[Point-per-instance localization data]
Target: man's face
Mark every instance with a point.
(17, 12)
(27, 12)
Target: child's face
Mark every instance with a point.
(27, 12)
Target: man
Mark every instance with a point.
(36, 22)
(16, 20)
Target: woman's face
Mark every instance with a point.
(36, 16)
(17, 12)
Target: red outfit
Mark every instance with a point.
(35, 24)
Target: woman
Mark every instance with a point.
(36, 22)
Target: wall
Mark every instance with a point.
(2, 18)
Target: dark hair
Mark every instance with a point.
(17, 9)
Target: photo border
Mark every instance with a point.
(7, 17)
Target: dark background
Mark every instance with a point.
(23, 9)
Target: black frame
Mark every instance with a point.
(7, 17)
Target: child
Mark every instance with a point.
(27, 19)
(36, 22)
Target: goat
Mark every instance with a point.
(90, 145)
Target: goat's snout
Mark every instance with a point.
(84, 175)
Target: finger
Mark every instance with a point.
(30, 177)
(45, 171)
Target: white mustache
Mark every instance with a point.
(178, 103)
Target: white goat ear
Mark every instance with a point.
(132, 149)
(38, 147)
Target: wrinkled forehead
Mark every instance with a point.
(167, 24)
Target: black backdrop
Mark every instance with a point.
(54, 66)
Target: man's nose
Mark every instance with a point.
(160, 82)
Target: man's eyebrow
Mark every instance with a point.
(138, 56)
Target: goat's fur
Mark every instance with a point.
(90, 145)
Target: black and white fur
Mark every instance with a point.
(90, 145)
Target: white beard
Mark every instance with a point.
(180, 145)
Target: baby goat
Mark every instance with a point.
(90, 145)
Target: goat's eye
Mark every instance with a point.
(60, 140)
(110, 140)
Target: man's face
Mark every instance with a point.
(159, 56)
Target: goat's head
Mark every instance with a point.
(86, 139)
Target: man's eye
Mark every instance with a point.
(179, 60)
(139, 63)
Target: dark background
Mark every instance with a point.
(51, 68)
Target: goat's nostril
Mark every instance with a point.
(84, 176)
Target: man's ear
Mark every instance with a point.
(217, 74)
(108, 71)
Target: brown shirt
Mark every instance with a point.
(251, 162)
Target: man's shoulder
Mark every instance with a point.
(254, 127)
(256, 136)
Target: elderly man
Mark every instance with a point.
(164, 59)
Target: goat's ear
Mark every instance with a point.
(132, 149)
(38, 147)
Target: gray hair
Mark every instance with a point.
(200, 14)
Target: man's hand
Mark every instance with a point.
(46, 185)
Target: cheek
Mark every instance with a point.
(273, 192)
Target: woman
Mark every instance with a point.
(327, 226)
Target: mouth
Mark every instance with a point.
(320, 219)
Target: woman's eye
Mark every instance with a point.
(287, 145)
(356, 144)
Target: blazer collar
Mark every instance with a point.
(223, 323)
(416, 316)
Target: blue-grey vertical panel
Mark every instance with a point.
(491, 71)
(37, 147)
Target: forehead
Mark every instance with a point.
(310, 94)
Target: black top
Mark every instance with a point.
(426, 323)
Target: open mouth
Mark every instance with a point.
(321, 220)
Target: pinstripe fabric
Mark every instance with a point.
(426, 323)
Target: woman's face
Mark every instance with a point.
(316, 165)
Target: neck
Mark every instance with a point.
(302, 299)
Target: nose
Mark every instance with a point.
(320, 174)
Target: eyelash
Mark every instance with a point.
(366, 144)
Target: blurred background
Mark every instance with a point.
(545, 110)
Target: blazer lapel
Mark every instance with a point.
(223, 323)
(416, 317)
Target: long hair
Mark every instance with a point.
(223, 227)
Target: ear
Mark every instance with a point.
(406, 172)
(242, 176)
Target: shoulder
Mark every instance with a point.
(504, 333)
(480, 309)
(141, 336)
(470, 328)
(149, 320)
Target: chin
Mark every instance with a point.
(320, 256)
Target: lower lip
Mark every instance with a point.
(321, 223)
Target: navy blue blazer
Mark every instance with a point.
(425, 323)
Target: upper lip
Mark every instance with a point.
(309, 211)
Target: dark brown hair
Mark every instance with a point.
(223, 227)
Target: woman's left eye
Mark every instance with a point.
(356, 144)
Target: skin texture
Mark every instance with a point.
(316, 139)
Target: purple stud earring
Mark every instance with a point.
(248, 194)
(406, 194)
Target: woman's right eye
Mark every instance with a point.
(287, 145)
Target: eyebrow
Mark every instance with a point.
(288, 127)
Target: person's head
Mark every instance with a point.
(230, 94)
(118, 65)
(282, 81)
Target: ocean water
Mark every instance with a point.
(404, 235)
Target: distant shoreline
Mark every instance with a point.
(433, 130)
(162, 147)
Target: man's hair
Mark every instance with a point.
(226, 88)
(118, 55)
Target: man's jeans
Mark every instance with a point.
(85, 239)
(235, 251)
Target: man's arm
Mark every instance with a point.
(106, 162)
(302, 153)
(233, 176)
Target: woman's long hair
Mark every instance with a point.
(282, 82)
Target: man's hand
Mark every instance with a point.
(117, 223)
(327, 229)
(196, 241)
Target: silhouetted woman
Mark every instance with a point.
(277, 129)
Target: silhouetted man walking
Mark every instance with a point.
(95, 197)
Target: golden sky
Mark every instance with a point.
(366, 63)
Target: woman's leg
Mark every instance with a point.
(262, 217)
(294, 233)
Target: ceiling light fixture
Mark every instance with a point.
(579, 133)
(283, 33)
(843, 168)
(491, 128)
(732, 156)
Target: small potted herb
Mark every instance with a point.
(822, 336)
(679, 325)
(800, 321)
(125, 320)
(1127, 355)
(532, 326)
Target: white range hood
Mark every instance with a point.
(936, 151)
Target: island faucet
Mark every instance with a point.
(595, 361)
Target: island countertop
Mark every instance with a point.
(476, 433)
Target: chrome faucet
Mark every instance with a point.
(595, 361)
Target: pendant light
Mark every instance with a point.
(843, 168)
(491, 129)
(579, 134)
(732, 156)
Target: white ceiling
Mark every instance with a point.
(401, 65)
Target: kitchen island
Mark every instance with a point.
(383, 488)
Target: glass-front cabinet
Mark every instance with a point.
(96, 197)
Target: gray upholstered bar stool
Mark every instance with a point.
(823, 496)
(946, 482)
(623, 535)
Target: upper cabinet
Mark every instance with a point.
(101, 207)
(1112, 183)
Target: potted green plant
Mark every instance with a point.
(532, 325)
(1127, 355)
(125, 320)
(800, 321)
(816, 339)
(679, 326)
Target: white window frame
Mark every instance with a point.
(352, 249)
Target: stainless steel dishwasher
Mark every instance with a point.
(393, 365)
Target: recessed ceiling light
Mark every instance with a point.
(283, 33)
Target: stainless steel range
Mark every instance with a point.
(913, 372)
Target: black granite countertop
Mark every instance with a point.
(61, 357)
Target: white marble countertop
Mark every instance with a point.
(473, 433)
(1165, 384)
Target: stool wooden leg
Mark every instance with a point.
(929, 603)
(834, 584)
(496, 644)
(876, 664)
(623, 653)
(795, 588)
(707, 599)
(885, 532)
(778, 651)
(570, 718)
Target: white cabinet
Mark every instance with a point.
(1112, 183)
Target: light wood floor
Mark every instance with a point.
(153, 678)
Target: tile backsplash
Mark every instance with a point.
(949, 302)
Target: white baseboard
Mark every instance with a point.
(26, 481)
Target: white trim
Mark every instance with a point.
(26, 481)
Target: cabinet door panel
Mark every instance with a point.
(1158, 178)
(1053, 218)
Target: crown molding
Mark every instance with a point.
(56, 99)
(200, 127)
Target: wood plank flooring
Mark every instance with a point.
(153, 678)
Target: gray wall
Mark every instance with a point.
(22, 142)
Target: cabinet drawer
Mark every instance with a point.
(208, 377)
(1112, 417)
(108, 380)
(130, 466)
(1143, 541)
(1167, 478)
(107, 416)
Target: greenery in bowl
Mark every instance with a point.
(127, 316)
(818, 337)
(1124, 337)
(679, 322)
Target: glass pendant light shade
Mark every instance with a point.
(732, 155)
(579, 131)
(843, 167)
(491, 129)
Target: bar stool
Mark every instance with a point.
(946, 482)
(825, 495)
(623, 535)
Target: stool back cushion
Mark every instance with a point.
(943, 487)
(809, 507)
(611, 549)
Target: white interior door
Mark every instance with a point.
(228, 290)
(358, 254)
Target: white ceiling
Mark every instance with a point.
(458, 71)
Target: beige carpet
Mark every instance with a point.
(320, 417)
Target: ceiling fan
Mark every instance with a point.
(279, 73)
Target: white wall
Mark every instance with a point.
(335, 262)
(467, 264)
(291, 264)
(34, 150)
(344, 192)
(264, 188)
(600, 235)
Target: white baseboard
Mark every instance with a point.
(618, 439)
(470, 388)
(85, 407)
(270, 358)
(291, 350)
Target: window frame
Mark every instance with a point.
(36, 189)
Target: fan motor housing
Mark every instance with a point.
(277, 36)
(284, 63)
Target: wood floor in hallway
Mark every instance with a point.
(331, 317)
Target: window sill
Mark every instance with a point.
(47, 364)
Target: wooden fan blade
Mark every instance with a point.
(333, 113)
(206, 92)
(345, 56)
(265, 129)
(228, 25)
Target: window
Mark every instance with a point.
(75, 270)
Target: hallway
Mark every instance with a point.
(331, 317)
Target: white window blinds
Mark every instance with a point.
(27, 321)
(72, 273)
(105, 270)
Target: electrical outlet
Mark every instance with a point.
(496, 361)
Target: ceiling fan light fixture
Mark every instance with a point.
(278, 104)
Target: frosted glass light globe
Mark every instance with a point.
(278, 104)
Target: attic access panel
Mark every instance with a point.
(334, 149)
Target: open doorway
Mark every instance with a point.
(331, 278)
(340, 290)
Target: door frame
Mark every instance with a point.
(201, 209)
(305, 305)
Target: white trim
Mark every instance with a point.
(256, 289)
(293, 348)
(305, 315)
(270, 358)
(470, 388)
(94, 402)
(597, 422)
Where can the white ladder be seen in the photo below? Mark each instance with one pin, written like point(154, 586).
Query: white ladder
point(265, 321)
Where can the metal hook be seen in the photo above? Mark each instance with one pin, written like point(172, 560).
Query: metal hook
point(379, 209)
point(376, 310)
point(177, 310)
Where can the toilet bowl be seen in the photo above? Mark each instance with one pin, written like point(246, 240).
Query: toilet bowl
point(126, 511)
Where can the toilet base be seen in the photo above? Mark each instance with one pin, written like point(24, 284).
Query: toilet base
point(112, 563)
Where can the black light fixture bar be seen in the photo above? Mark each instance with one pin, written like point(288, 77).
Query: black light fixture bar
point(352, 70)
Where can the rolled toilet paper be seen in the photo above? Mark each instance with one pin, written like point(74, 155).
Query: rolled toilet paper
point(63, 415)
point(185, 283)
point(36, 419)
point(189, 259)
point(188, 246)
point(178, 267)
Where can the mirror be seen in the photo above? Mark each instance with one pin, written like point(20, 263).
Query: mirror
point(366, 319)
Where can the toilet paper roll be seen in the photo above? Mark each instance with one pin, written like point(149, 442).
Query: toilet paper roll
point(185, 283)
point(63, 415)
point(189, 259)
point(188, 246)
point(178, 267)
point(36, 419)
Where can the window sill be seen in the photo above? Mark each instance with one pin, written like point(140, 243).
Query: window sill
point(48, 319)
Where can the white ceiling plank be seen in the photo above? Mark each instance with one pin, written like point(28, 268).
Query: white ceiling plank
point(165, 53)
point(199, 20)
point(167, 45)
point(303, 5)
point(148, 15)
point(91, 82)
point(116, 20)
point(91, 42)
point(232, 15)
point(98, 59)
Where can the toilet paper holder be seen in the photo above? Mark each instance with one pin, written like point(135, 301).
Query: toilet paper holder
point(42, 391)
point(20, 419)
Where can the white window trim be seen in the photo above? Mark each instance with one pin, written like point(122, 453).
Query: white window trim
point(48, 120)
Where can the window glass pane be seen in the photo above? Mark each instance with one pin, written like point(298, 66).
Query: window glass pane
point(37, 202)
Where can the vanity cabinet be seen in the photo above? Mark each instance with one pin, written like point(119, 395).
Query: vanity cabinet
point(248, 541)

What the task requires: Each line in the data where the string "wooden" occurs should be identified and copied.

Output of the exercise:
Target: stool wooden leg
Target: wooden fan blade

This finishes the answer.